Work to be completed ->
Your answer should be exactly the lines from the one that contains "In this picture, where can the baseball" through the final line of the entries below, and nothing else.

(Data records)
>>>
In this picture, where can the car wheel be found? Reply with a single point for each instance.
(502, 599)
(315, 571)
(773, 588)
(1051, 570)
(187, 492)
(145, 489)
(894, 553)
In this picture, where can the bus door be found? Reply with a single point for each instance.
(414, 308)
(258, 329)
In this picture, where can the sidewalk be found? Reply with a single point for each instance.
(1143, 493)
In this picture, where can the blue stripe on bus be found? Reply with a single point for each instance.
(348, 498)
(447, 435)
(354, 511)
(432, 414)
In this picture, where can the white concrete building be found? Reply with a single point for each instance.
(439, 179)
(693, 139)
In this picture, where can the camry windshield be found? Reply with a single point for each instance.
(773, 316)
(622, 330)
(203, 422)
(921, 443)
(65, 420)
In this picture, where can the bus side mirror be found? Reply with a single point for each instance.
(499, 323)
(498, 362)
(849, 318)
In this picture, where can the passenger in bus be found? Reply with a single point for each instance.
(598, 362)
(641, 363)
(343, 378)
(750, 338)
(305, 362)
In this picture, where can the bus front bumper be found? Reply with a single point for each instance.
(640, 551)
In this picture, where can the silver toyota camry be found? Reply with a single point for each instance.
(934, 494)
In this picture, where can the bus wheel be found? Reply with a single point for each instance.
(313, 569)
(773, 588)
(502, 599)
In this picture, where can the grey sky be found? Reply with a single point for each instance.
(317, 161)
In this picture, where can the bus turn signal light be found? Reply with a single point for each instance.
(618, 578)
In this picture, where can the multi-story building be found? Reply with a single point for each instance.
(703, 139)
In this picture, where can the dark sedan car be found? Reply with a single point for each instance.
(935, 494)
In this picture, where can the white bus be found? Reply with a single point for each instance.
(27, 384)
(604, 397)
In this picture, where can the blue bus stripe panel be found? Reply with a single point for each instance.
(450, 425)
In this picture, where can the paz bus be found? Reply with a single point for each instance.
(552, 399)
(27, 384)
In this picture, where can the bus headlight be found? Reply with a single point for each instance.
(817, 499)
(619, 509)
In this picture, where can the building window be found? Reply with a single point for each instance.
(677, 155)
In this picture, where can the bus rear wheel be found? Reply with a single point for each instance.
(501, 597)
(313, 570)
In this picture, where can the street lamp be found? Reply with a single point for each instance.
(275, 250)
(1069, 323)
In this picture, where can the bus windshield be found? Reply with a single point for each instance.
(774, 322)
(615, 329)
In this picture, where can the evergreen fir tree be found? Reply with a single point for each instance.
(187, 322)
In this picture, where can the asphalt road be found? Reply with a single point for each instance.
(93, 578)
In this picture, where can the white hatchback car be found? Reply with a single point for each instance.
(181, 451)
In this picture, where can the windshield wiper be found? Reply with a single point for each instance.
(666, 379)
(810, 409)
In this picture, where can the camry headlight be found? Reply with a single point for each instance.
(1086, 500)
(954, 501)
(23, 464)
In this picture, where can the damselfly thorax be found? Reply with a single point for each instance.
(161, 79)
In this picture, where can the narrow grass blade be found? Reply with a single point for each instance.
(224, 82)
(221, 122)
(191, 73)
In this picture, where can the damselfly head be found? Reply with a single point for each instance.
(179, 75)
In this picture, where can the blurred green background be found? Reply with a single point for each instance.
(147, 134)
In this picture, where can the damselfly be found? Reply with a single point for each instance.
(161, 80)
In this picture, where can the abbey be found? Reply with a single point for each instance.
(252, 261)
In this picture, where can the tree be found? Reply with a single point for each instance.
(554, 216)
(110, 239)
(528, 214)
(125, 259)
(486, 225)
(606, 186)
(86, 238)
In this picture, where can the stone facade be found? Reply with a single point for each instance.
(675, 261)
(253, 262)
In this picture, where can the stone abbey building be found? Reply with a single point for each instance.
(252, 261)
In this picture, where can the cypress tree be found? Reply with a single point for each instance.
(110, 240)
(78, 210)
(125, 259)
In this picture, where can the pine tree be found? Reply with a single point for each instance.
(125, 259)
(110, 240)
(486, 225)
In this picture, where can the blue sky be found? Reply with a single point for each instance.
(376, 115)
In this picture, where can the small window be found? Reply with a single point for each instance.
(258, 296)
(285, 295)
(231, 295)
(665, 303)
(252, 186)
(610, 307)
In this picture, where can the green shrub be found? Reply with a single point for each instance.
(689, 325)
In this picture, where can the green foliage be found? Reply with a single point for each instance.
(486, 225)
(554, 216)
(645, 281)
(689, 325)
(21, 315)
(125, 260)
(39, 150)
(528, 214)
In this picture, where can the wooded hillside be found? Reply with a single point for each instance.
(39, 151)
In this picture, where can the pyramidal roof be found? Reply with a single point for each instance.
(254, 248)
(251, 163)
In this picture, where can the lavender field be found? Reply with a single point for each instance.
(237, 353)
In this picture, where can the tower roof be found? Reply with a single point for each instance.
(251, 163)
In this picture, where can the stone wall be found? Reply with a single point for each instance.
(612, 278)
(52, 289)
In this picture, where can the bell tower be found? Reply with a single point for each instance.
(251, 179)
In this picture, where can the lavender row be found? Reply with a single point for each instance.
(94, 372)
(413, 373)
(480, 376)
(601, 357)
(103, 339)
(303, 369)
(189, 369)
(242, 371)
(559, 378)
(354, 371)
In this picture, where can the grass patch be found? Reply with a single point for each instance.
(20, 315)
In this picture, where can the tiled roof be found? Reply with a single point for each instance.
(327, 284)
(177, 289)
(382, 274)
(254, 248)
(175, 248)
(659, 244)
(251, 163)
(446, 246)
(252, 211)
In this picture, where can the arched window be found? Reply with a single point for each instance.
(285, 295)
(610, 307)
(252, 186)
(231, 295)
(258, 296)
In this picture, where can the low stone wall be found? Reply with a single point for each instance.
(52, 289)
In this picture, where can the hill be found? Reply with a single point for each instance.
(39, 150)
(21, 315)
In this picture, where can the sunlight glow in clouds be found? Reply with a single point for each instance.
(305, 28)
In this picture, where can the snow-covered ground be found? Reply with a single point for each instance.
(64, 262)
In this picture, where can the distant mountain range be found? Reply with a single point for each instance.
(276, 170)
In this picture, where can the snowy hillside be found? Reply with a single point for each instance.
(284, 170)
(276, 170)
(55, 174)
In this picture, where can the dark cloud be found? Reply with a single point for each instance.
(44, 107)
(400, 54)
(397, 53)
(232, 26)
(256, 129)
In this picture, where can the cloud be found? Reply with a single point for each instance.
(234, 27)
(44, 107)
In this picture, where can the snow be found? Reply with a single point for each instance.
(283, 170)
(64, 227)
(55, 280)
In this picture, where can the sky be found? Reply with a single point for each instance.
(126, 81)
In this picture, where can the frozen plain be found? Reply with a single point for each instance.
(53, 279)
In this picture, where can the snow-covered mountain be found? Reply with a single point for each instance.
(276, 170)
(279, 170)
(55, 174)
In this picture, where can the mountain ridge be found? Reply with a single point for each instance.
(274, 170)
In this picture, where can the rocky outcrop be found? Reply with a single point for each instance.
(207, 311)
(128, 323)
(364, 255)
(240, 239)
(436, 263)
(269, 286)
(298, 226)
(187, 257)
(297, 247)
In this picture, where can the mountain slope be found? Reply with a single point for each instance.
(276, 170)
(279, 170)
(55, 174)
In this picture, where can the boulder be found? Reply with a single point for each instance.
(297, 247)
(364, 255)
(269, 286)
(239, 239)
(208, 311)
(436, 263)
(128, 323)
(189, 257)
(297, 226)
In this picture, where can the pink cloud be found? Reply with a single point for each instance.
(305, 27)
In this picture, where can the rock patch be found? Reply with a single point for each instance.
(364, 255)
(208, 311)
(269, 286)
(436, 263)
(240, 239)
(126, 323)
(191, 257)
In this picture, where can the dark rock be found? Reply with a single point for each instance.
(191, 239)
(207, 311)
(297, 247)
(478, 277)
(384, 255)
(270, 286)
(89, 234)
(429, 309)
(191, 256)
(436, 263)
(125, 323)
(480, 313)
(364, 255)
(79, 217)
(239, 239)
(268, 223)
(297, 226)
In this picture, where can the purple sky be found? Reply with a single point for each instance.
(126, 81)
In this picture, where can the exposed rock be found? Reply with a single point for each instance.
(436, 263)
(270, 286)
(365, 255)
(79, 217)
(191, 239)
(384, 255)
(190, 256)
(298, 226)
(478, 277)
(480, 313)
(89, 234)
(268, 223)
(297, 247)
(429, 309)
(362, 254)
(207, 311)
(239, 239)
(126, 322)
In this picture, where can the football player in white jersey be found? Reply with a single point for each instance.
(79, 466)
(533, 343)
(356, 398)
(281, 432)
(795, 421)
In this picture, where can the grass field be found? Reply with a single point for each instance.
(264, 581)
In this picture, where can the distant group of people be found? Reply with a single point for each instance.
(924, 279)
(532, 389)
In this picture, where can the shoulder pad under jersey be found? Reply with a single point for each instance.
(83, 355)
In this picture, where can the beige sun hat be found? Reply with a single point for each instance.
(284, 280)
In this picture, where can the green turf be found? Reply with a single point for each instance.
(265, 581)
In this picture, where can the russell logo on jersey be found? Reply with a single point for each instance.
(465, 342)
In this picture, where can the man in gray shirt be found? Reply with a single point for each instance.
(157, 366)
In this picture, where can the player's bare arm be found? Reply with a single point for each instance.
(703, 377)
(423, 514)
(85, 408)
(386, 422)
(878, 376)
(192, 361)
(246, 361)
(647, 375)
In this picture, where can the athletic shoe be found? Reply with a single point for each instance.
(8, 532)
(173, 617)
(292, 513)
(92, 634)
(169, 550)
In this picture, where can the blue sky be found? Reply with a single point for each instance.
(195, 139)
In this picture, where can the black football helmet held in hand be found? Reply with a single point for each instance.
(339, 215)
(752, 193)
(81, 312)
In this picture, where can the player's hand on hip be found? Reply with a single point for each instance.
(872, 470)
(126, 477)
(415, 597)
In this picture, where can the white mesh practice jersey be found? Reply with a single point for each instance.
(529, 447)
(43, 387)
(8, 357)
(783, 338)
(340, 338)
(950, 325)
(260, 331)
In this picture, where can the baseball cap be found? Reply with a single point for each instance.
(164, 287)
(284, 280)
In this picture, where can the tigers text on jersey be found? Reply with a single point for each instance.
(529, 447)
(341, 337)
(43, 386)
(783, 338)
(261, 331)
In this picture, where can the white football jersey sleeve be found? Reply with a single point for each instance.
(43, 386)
<<<
Task solution ->
In this picture, where can the baseball cap be found? Reply with a single point for each instance.
(164, 287)
(284, 280)
In this picture, where can the tigers text on jersey be found? Reply with a single point for each instance.
(529, 447)
(341, 337)
(43, 386)
(783, 338)
(261, 331)
In this picture, where can the white football jersey sleeve be found? Reply with a single point for each instance.
(43, 386)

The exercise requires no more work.